==== Source records
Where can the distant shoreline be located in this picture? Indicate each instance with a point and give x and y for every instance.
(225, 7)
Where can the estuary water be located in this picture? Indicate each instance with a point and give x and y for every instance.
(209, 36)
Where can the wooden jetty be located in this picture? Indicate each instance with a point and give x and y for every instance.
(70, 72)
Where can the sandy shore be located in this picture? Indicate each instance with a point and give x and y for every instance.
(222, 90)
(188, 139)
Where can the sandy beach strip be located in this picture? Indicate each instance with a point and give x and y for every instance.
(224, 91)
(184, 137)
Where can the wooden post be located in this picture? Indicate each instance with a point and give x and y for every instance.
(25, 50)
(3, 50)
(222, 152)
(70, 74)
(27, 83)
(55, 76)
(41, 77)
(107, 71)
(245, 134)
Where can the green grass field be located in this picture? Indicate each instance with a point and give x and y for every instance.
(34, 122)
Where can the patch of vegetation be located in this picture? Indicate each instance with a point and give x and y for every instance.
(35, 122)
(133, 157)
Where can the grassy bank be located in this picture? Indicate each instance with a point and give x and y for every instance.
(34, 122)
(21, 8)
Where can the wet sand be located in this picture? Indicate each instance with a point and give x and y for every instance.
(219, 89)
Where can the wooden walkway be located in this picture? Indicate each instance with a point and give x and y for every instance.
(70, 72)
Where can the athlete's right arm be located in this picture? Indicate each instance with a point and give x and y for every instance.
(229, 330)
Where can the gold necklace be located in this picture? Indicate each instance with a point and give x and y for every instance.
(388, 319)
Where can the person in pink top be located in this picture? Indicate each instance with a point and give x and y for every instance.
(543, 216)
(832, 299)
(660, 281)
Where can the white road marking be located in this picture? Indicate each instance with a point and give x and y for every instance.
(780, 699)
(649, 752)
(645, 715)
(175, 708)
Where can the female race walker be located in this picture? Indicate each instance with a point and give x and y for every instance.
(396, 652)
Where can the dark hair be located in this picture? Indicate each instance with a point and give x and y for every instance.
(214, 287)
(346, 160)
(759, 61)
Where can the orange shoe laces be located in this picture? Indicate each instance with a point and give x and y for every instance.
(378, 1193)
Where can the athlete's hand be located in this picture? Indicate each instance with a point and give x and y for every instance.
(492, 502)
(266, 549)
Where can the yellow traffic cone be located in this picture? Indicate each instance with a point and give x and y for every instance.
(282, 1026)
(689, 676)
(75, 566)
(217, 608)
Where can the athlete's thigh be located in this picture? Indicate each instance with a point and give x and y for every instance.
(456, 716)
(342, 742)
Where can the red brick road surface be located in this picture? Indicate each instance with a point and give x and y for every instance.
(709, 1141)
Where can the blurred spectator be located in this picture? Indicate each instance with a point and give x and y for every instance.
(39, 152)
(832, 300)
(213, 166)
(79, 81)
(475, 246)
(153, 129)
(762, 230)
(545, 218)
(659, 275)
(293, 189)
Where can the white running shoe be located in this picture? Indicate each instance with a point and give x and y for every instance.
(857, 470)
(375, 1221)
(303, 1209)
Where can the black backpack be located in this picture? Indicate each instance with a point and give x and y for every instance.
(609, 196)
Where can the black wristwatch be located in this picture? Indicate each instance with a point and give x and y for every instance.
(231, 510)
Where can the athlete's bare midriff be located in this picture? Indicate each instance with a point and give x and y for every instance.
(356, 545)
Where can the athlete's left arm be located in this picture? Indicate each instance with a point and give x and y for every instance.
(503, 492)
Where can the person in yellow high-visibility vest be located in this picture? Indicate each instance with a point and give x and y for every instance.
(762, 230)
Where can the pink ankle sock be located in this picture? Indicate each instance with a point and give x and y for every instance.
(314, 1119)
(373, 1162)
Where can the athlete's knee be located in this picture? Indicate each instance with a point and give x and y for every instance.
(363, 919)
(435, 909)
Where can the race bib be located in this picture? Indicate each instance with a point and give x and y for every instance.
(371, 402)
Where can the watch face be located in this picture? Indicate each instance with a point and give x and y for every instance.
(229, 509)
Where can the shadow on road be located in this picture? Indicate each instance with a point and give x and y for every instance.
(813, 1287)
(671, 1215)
========
» **What to do**: Starting at the line that contains "Where can the athlete's bare" and continuing to the end of the material above, write those lines out again. Swap every "athlete's" for "runner's" and leave everything else unchanged.

» **Worked solution**:
Where can the runner's bare midriff be located in this picture? Indicate each instance with a point and give x and y for every instance.
(356, 545)
Where can the runner's left arm be located in this picture? Indicate each instance with a point and give x and y for every instance.
(503, 492)
Where can the person in yellow high-visibility vest be located in this picture? Indicate each instance with a point and give x and y for every instance.
(762, 230)
Where can the pink ankle sock be located in this picture? Indicate each instance with a point and give x and y for every instance.
(314, 1119)
(373, 1162)
Where can the runner's knee be located in this picture? Indicate each instance with a point and give x and y for every instance.
(363, 919)
(435, 909)
Where can the race bib be located in this picture? Indicate each instance with a point and give x and y for every instance.
(371, 402)
Where can the watch face be located in this picture? Indicate each instance with a point and give x and y for every instance.
(229, 509)
Where can the shadow on road be located in this picture? Indicate each instance with a point and give x and y for every instance.
(813, 1287)
(671, 1215)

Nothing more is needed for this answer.